◆ **Supplied text**
▽

Nut runner controllers are matched with nut runners in precision fastening and assembly applications in which torque control is important. Both electric and pneumatic devices are available. Pneumatic nut runner controllers are designed to control air-powered nut runners, typically on assembly lines or in fixed locations. Electric nut runner controllers receive 115 VAC, 230 VAC, or 480 VAC electrical inputs and provide DC outputs to electric nutrunners. Most pneumatic and electric nut runner controllers include between 1 and 10 channels and can drive multiple nutrunners. Common features include soft starting, automatic shutoff, and remote control. Soft starting increases torque gradually in order to minimize cross-threading. Automatic shutoff is activated when a torque or angle limit is achieved. Some nut runner controllers interface to personal computers (PC) or include an integral central processing unit (CPU). Others interface to programmable logic controllers (PLCs) or use network communications.

Selecting Nut Runner Controllers

Selecting nut runner controllers requires an analysis of user interface specifications. Analog front panels include manual controls such as potentiometers, dials, and switches. Typically, readouts are displayed on needle-based meter or with light emitting diode (LED) indicators. Digital front panels allow users to setup or program nut runner controllers with digital keypads or menus. Devices that are interfaced to PCs typically feature a serial or parallel interface along with application software for control and monitoring. Common serial interfaces include RS232, RS485 and universal serial bus (USB), a 4-wire, 12-Mbps serial bus for low-to-medium speed peripheral device connections. Popular parallel interfaces include the general-purpose interface bus (GPIB), a standard developed by Hewlett Packard (HP) and called the HPIB bus. GPIB is also known as the IEEE 488 bus, which is electrically equivalent to the IEC 625 bus.

Uses

Nut runner controllers are often used as a diagnostic tool to determine characteristics such as strip-out torque, prevailing or drag torque, and fastener yield point. They are also used to check hole-size consistency and fastener quality. Data logging allows users to compare part batches and the effects of shift changes or line maintenance on production. At long distances, noise from low-voltage analog signals can degrade torque control performance. Consequently, many newer nut runner controllers use digital connections that allow nut runners to operate farther away from the control cabinet with no noticeable loss of signal.

△

◆ **Records from a dataset**
▽

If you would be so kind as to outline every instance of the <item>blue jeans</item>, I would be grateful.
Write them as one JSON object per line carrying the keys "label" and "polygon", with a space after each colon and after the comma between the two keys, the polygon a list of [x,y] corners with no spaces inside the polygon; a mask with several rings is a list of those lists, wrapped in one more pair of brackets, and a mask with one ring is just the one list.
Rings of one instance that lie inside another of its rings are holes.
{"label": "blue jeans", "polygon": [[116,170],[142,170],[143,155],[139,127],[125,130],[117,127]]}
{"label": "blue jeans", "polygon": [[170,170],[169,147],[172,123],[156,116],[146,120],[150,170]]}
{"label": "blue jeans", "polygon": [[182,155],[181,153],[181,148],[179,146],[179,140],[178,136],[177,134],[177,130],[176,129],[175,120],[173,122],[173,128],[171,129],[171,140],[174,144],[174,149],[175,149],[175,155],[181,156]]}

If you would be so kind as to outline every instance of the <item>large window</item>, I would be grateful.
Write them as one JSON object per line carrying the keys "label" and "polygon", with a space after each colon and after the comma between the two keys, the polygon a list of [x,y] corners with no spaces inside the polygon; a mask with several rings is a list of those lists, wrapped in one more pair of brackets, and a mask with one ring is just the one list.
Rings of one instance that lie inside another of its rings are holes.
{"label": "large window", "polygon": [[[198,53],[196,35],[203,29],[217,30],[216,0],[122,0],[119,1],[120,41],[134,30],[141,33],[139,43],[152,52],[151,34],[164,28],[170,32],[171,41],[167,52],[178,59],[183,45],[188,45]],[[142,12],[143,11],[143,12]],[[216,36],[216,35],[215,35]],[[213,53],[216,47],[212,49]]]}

△

◆ **Tasks to complete**
**A.** In the nut runner controller text, edit the passage between "Nut runner controllers are often" and "loss of signal.", inclusive, so that "diagnostic tool" becomes "test instrument".
**B.** Translate this sentence from the nut runner controller text into Spanish: "Soft starting increases torque gradually in order to minimize cross-threading."
These entries were taken from a separate source.

◆ **Responses for each task**
**A.**
Nut runner controllers are often used as a test instrument to determine characteristics such as strip-out torque, prevailing or drag torque, and fastener yield point. They are also used to check hole-size consistency and fastener quality. Data logging allows users to compare part batches and the effects of shift changes or line maintenance on production. At long distances, noise from low-voltage analog signals can degrade torque control performance. Consequently, many newer nut runner controllers use digital connections that allow nut runners to operate farther away from the control cabinet with no noticeable loss of signal.

**B.** El arranque suave aumenta el par gradualmente para minimizar el roscado cruzado.